● **Supplied entries**:

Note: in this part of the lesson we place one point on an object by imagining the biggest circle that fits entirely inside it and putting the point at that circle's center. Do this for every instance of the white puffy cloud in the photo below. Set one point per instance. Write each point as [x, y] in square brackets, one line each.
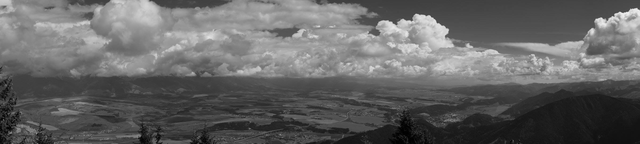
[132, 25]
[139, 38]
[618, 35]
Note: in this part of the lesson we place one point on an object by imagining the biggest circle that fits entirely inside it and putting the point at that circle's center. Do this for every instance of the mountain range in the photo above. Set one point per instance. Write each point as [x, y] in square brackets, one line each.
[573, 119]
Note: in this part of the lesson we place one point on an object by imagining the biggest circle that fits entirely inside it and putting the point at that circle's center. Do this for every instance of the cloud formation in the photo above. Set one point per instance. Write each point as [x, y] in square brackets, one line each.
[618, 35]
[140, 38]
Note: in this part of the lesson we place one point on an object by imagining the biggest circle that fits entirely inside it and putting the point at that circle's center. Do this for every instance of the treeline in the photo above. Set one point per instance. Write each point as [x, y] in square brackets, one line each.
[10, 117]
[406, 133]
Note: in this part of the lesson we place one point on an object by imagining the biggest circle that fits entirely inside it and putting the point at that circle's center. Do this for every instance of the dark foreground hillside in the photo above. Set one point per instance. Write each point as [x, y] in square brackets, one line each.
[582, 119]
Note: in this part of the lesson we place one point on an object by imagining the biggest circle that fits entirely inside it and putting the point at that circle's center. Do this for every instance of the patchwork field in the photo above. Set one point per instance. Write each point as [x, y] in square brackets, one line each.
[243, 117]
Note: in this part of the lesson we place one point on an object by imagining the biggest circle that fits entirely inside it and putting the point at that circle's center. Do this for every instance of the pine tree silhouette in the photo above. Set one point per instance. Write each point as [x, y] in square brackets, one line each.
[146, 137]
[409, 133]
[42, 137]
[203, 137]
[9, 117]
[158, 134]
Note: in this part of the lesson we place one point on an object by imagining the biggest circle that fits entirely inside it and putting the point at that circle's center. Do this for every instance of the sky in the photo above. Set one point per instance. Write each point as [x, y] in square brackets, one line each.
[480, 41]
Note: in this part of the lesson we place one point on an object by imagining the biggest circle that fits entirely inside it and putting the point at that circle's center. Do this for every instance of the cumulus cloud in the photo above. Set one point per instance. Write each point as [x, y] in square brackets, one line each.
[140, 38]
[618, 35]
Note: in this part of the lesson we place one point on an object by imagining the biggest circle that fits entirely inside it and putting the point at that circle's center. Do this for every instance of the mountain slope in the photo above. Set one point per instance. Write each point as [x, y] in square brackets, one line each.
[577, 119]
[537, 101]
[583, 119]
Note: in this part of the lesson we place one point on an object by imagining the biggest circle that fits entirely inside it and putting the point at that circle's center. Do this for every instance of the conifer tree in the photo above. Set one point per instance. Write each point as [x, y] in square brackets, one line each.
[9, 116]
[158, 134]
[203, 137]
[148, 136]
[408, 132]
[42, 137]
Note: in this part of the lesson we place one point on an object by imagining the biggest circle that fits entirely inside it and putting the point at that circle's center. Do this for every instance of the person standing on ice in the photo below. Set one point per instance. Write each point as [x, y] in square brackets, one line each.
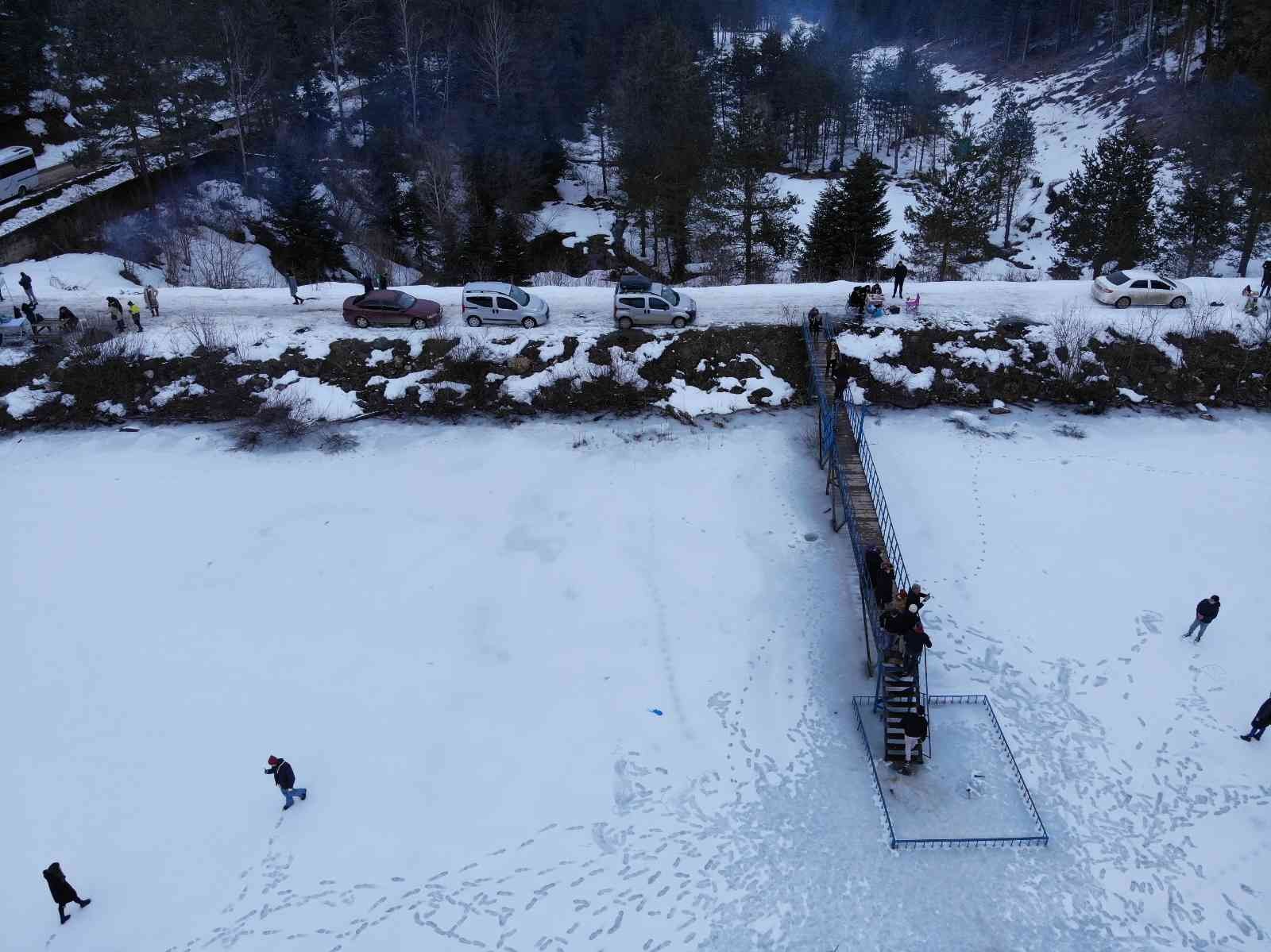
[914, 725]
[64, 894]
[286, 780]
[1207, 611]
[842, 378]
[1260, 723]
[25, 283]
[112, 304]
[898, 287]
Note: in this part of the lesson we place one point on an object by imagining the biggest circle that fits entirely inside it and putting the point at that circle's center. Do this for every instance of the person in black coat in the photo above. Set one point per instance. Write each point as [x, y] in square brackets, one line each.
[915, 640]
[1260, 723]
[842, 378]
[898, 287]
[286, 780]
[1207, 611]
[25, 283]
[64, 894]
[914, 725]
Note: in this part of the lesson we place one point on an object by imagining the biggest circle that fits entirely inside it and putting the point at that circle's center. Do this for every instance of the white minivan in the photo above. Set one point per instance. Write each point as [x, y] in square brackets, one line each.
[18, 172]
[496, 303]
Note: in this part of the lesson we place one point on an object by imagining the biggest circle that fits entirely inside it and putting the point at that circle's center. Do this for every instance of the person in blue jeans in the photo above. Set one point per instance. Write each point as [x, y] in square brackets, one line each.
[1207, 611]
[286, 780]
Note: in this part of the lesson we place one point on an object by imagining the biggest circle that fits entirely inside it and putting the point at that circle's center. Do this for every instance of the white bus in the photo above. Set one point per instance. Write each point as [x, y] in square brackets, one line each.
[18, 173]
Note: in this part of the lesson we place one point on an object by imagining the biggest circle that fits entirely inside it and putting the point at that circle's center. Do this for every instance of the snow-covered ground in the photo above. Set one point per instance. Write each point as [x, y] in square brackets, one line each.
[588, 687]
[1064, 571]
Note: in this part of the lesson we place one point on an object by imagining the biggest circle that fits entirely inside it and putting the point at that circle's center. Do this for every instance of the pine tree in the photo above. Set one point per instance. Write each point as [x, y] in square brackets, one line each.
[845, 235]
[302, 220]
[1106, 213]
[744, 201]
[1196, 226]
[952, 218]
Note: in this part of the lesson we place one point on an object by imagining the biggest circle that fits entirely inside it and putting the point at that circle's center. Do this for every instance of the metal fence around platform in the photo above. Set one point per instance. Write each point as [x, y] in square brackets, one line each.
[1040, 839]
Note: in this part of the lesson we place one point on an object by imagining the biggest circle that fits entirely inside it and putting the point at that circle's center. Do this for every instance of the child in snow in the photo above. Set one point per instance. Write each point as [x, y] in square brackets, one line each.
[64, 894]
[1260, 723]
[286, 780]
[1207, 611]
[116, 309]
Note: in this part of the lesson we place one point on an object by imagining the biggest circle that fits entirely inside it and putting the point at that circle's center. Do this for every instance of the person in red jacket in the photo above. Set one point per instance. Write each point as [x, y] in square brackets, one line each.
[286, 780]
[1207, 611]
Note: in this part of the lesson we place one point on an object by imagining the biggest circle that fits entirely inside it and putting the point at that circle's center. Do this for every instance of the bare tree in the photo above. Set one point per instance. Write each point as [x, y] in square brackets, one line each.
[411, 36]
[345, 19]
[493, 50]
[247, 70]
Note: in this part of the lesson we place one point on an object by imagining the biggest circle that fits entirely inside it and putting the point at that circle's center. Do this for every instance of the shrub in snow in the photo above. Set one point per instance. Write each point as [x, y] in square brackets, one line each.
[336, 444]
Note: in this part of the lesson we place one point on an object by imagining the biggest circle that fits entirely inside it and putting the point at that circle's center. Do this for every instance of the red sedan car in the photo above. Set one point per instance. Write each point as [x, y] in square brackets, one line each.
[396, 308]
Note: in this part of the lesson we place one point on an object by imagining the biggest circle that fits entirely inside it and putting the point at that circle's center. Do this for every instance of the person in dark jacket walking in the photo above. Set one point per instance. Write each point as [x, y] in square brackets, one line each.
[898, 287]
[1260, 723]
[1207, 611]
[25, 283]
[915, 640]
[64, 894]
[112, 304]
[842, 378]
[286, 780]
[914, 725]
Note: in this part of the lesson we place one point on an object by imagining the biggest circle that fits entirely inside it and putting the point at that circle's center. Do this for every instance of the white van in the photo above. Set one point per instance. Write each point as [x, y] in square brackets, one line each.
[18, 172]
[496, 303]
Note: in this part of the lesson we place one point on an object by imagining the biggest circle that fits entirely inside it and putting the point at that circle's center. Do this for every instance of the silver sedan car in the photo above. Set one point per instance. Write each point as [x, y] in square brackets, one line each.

● **Aim**:
Output, unchanged, the lines of the entries above from the line with "the white bus" up to and including the line with "[1064, 571]".

● **Output for this task**:
Note: in this part of the lesson we place one point on an object by imagining the biggest circle that fits entirely inside it and putting the point at that circle's center. Do this for every instance of the white bus in the photo above. Set one point per instance. Write each point as [x, y] in square brackets, one line each.
[18, 173]
Note: in this part of the lesson we place one point on an object by imagining the biggest circle that fits entirely inside it and putting the point at that circle's center. Do this for every instance of the snow-covered ground in the photo above. Set one point per instance. Write each point as [x, y] in square brackets, one line each.
[588, 687]
[1064, 571]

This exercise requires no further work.